■ **DIRECTION**
Could you move the entries from the line holding "this sample: (145,572)." through the end of the entries into your reply, keeping the requests, with 141 added to every number in the answer point coordinates? Leave the pictures out.

■ **SOURCE DATA**
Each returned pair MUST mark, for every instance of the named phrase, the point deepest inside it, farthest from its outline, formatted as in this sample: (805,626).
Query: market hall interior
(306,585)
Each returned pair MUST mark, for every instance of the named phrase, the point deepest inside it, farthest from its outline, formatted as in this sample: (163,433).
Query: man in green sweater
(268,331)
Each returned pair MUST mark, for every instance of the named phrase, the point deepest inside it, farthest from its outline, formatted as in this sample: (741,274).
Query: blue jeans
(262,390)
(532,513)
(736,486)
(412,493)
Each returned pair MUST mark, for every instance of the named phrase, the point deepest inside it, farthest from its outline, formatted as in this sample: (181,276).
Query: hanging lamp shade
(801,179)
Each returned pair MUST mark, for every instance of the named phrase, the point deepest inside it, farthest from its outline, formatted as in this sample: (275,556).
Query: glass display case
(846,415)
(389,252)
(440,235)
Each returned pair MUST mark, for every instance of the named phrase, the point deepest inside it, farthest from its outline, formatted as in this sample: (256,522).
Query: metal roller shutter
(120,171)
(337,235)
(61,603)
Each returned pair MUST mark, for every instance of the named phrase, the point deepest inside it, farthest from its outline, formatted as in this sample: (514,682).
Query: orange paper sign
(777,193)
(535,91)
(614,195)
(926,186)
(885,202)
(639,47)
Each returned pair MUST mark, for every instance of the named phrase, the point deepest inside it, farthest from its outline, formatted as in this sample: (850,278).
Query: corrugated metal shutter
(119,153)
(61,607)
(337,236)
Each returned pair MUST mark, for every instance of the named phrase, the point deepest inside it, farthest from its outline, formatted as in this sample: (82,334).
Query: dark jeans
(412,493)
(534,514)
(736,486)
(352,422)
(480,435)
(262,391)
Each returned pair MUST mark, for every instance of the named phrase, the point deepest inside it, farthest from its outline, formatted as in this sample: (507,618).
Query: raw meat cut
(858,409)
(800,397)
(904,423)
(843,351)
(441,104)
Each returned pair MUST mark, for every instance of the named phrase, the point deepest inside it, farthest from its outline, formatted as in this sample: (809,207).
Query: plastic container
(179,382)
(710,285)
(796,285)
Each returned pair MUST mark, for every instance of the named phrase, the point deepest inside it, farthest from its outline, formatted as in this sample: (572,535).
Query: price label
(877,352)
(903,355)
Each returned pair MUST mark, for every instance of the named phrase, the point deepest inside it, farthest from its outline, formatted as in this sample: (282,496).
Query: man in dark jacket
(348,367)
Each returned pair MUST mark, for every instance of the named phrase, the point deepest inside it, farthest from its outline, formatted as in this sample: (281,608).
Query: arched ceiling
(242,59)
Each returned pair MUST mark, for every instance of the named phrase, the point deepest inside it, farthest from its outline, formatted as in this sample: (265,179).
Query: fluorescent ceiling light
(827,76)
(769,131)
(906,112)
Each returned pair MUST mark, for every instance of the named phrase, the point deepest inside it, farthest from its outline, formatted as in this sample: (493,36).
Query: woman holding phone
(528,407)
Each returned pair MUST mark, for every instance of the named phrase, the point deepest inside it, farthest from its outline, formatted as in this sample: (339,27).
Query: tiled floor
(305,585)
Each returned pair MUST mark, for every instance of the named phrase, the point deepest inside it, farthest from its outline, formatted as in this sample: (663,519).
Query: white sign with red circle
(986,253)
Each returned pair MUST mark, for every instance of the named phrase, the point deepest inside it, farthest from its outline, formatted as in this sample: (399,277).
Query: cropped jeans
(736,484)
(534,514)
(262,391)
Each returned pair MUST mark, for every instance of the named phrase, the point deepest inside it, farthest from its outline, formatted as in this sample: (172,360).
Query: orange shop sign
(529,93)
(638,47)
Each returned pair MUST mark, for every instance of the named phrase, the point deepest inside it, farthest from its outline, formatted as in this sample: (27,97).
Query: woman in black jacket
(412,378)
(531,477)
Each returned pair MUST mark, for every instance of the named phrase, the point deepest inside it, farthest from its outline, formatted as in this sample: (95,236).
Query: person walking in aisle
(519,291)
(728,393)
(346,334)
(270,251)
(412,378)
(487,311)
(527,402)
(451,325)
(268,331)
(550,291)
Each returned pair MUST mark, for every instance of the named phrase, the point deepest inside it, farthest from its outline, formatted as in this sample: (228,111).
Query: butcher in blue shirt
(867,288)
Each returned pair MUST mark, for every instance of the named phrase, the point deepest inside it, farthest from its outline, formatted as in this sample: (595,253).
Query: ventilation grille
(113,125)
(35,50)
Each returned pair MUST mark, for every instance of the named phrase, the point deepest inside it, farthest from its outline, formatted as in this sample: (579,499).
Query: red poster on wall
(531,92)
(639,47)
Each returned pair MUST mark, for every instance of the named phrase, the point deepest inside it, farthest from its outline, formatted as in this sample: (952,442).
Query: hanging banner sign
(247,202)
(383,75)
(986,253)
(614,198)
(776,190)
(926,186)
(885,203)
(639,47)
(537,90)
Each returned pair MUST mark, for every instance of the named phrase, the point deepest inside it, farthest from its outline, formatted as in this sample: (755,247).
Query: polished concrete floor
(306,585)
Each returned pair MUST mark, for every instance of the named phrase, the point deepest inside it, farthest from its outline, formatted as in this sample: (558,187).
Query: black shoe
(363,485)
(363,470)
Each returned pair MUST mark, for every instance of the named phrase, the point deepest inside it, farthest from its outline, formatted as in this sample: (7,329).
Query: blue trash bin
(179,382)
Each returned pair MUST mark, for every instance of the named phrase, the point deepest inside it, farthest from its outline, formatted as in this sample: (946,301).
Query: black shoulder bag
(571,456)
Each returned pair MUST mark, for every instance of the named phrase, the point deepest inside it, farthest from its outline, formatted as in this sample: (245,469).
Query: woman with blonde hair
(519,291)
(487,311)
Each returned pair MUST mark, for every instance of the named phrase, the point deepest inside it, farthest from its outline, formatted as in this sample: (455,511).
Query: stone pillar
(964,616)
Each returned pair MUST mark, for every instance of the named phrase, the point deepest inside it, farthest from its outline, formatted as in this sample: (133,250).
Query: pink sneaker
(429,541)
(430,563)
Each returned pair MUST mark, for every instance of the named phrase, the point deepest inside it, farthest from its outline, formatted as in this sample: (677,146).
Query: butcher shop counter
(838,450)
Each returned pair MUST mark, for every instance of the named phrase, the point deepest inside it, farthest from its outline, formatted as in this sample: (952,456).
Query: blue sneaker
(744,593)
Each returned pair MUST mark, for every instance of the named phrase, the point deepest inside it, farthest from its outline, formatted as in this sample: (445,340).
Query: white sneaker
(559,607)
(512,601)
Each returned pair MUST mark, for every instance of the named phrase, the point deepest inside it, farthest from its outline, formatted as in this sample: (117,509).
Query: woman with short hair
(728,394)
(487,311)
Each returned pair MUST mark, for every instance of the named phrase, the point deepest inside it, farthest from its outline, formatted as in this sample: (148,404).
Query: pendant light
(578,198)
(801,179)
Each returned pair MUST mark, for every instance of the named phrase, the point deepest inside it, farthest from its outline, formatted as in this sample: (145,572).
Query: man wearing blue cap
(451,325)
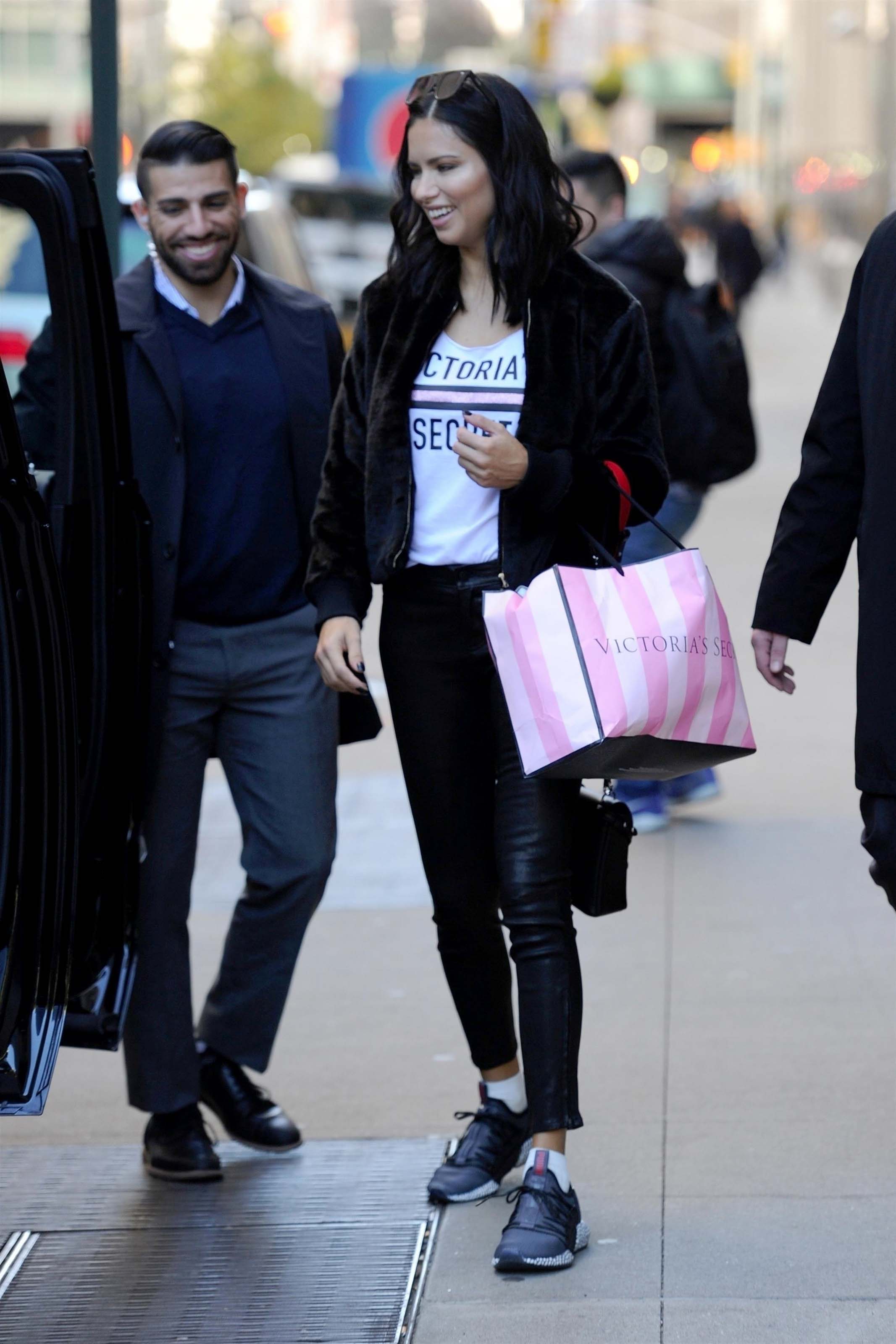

■ **ANSWER TO THE PROBLEM**
Each returned pair MUST mark, for every instance of the named phrase, the point deepest inside it, farthest from its outline, formatted as in this sample: (145,572).
Query: man wearing blue cap
(592,466)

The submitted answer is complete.